-- What you are asked to do --
Rewrite all of the records below, changing "marker" to "pin" wherever it occurs and leaving everything else as it is.

-- Stored rows --
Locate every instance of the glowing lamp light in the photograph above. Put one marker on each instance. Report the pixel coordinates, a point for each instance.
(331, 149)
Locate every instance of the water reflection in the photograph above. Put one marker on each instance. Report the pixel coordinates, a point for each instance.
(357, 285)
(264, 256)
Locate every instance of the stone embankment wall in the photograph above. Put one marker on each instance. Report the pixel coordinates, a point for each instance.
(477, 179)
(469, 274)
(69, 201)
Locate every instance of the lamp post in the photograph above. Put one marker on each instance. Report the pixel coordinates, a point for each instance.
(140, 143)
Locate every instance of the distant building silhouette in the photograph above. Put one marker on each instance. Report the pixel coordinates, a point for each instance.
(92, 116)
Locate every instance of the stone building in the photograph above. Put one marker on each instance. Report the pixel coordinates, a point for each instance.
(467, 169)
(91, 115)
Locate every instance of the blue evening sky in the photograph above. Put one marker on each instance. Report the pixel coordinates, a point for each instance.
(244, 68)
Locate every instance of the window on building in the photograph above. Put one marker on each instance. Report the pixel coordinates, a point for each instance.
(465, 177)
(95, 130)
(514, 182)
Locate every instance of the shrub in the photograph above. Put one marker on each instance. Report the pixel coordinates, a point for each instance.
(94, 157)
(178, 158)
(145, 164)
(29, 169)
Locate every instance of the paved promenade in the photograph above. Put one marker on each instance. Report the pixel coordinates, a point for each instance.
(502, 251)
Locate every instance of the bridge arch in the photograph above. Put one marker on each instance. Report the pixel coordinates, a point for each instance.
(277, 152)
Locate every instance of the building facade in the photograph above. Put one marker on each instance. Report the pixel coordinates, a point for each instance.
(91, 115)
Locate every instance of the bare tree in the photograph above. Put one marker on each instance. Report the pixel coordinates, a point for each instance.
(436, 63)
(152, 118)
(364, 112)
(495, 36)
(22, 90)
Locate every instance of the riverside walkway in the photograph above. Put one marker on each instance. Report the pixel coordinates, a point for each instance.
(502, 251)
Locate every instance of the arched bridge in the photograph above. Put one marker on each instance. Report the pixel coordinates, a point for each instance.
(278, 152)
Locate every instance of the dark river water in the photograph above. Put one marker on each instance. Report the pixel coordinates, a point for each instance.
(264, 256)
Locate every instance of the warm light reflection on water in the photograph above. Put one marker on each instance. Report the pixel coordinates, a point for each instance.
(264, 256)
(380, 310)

-- Result below --
Locate every instance of the glowing lamp light in the photograph above. Put one pin on each instance. Report the pixel coordinates, a point for each instance.
(331, 149)
Locate every instance of the water reflection in the photograph above. Put one pin on each instance. Report the pixel coordinates, a point for each instance.
(357, 285)
(264, 256)
Locate every instance of the stone embankment wall in the photograph above. Put one pin on each instance. Report the pixel coordinates, a point for each instance.
(477, 179)
(469, 274)
(69, 201)
Locate every instance of the lamp post in the photograph above. Put one pin on each instance. Report the pixel coordinates, a point for each instance.
(140, 143)
Locate every instance of the distant building silhouette in the photograph above. Put one pin on each instance. Report the pixel coordinates, a point for each instance.
(92, 116)
Locate every instance of the stone building in the photograph above. Put one pin on each instance. Report the pixel coordinates, a point for each instance.
(467, 169)
(91, 115)
Locate every instance of the blue evening sky in the photograph above. Put one pin on each instance. Report the pixel coordinates, a point for each instance.
(244, 68)
Locate every instance of the window on building in the photograph above. Put one pin on each instance. Report the pixel coordinates, a point for each instance.
(465, 177)
(95, 130)
(514, 182)
Locate every instance of the shrub in the photograph above. Put one pin on each instance. Report the pixel coordinates, a point for each instance.
(94, 157)
(178, 158)
(145, 164)
(29, 169)
Locate every instance of the paved promenade in the photograph above. Put one pin on each instance. Report the pixel coordinates, a point for each instance.
(502, 251)
Locate every instance of the bridge arch in the photograph above. Put one pin on each instance. Report the pixel coordinates, a point for each instance.
(277, 152)
Locate every instance of the building facade in the photograph above. Put one pin on each instance. Report the pixel coordinates, a point for each instance.
(91, 115)
Locate every instance of the bare tree in the photograph above. Put one pin on each instance. Report the pixel coordinates, a point for each instance.
(436, 63)
(152, 118)
(364, 112)
(495, 36)
(22, 90)
Locate every instance of the riverside walkway in the photograph above. Put one pin on each instance. Report the pixel coordinates, a point for each instance.
(502, 251)
Locate every instance of the arched bridge in the photograph above. Put one pin on each instance. Report the pixel coordinates, a point for each instance.
(278, 152)
Locate every instance of the dark river water in the photograph above. Put one pin on each instance. Report the pixel coordinates, a point for each instance.
(264, 256)
Locate every instance of the warm light reflection on water in the photograph above. Put one pin on each instance. Report the pixel coordinates, a point for each instance.
(264, 256)
(380, 310)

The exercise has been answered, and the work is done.